> _Texte à lire_

╔══

France | France, Cour de cassation, Chambre commerciale, 31 mai 2011, 10-16411


LA COUR DE CASSATION, CHAMBRE COMMERCIALE, a rendu l'arrêt suivant :

Sur le moyen unique, pris en ses troisième et cinquième branches :
Attendu, selon l'arrêt attaqué (Poitiers, 12 janvier 2010), rendu sur renvoi après cassation (chambre commerciale, financière et économique, 19 avril 2009, pourvoi n° E 00-21.141), que le 26 septembre 1985, M. X... a ouvert auprès de la société Crédit industriel de l'Ouest (la banque) un compte-titres et un compte-espèces destinés à des opérations de bourse ; que ce dernier compte s'avérant débiteur à partir de 1987, la banque a

assigné en paiement M. X..., en septembre 1988, pour avoir paiement de la so...

╚══

Recopiez mot pour mot le passage du texte à lire qui commence aux mots « France | France, Cour » et s'arrête après « de la so... ».

> _Données_
╔══

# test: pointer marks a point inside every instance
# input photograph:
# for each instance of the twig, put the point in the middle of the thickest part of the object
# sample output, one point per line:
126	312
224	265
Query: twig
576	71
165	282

╚══
╔══

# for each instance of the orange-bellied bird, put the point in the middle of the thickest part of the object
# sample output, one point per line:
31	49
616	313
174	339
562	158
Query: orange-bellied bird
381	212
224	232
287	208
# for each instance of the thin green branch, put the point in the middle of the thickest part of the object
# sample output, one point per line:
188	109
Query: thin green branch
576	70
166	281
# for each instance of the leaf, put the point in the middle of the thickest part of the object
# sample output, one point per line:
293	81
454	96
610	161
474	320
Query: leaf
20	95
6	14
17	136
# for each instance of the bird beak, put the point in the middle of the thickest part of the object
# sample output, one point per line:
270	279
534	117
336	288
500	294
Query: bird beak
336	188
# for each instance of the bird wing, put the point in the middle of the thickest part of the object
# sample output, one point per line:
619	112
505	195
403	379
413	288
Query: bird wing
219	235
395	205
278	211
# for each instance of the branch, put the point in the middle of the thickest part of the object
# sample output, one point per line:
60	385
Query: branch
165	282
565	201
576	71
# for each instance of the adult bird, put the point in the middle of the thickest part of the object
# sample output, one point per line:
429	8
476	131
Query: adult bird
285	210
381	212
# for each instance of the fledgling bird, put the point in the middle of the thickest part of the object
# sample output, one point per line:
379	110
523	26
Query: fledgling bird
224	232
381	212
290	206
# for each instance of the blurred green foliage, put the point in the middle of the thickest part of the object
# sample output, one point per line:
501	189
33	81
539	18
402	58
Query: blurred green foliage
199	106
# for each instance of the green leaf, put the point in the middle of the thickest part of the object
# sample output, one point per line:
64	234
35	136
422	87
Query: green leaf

╚══

> _Corrigé_
France | France, Cour de cassation, Chambre commerciale, 31 mai 2011, 10-16411


LA COUR DE CASSATION, CHAMBRE COMMERCIALE, a rendu l'arrêt suivant :

Sur le moyen unique, pris en ses troisième et cinquième branches :
Attendu, selon l'arrêt attaqué (Poitiers, 12 janvier 2010), rendu sur renvoi après cassation (chambre commerciale, financière et économique, 19 avril 2009, pourvoi n° E 00-21.141), que le 26 septembre 1985, M. X... a ouvert auprès de la société Crédit industriel de l'Ouest (la banque) un compte-titres et un compte-espèces destinés à des opérations de bourse ; que ce dernier compte s'avérant débiteur à partir de 1987, la banque a

assigné en paiement M. X..., en septembre 1988, pour avoir paiement de la so...